PROBLEM REQUIREMENTS:
Copy the records starting at the line that contains "Tag each instance of the green shrub" and ending at the end of the records, replacing every occurrence of "one dot" with "a single point" and leaving all other text unchanged.
☆ ☆ ☆ ☆ ☆ ☆ ☆
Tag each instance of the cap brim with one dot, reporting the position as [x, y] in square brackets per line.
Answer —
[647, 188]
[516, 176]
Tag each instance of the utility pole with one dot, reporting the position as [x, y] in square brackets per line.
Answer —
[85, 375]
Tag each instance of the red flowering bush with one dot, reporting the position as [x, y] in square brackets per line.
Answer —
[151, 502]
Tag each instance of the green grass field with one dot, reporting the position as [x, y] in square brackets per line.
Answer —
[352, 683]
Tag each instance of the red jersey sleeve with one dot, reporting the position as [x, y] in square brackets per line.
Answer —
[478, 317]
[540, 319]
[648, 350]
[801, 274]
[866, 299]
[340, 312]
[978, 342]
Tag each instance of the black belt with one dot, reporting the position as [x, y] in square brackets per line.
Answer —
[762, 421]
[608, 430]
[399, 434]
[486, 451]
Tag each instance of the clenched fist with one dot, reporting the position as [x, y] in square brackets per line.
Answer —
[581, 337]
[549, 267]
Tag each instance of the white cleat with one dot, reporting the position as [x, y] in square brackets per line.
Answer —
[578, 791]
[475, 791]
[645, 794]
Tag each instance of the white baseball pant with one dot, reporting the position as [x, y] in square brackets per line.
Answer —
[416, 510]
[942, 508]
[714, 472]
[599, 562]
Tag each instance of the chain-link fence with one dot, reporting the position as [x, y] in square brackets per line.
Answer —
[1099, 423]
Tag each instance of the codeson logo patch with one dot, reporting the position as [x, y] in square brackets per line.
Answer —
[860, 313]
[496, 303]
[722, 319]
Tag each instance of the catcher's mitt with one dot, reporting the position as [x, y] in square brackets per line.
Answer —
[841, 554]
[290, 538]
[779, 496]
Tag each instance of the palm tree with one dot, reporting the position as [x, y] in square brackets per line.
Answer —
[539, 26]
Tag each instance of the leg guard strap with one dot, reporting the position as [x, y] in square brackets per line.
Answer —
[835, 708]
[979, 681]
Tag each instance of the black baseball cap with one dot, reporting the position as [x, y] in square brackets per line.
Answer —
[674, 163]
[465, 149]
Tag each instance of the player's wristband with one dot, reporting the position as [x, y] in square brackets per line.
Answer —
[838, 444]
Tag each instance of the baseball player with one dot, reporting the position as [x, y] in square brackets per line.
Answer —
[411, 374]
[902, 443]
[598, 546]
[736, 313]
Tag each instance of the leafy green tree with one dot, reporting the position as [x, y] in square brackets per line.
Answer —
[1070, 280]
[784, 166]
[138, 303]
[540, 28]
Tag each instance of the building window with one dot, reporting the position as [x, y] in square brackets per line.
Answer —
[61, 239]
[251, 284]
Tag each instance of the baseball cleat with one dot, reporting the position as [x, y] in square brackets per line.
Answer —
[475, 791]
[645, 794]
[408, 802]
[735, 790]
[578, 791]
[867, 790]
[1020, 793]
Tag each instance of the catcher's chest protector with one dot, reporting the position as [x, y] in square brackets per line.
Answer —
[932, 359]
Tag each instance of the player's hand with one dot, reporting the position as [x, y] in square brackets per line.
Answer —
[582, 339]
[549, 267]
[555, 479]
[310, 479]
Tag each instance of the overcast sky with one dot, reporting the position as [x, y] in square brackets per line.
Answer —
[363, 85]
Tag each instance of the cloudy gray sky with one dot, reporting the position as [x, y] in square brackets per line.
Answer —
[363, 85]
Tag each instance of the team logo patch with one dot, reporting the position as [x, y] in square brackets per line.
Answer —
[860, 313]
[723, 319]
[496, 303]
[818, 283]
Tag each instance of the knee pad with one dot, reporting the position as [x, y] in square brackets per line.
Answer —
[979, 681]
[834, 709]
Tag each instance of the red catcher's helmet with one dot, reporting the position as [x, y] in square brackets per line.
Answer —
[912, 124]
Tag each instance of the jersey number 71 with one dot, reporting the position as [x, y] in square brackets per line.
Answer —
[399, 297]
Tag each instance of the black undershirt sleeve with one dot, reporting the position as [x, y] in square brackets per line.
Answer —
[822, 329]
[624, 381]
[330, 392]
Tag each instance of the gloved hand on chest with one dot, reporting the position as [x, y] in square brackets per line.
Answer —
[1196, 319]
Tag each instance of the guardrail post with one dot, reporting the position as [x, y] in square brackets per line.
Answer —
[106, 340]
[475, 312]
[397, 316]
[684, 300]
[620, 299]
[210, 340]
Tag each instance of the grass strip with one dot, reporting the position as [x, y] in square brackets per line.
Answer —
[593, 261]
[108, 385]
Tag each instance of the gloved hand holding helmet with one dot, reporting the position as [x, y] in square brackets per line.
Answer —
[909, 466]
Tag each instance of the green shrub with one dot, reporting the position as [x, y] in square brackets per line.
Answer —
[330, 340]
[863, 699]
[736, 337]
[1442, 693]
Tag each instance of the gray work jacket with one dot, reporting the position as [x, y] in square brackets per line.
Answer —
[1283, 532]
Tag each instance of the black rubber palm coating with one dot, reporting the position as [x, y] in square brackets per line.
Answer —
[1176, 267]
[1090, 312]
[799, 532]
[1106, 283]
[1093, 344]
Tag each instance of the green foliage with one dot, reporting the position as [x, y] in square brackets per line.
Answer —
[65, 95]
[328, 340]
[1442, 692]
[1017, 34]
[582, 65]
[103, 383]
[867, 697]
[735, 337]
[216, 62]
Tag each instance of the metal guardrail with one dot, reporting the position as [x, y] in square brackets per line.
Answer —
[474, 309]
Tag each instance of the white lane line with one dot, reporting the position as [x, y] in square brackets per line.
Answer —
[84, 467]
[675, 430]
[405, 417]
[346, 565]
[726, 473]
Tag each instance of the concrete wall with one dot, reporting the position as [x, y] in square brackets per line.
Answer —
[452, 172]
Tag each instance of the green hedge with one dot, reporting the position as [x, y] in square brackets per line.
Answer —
☆ ☆ ☆ ☆ ☆ ☆ ☆
EXPECTED ANSWER:
Tag each instance of the green shrub with a single point, reporting the position as [x, y] in square brackets per line.
Answer —
[330, 340]
[863, 699]
[736, 337]
[1442, 693]
Tag each instance of the gray work jacket with a single point, reporting the position as [x, y] in square brackets per line.
Answer —
[1283, 532]
Tag each instance of the black rubber palm coating with a single point, reporting the position as [x, y] in square brackets per line.
Answer —
[1176, 267]
[1090, 312]
[799, 532]
[1106, 283]
[1093, 344]
Tag each instance of the green foliage with a single point, reporting the position as [x, y] in square brackets per line.
Answer —
[65, 95]
[328, 340]
[1442, 692]
[1017, 34]
[582, 65]
[103, 383]
[867, 697]
[735, 337]
[216, 62]
Tag each instance of the metal guardrail with a single point, reporting the position as [x, y] in square brackets per line.
Answer —
[474, 309]
Tag each instance of the white lane line with a single point, reporting the position as [x, y] in square brackets per line.
Answer —
[84, 467]
[675, 430]
[405, 417]
[346, 565]
[726, 473]
Tag each instance of the concrete wall with a single point, reporting the position as [x, y] in square brackets per line.
Answer —
[452, 172]
Tag each instance of the green hedge with a single point, reporting the position as [x, y] in square brackets per line.
Answer —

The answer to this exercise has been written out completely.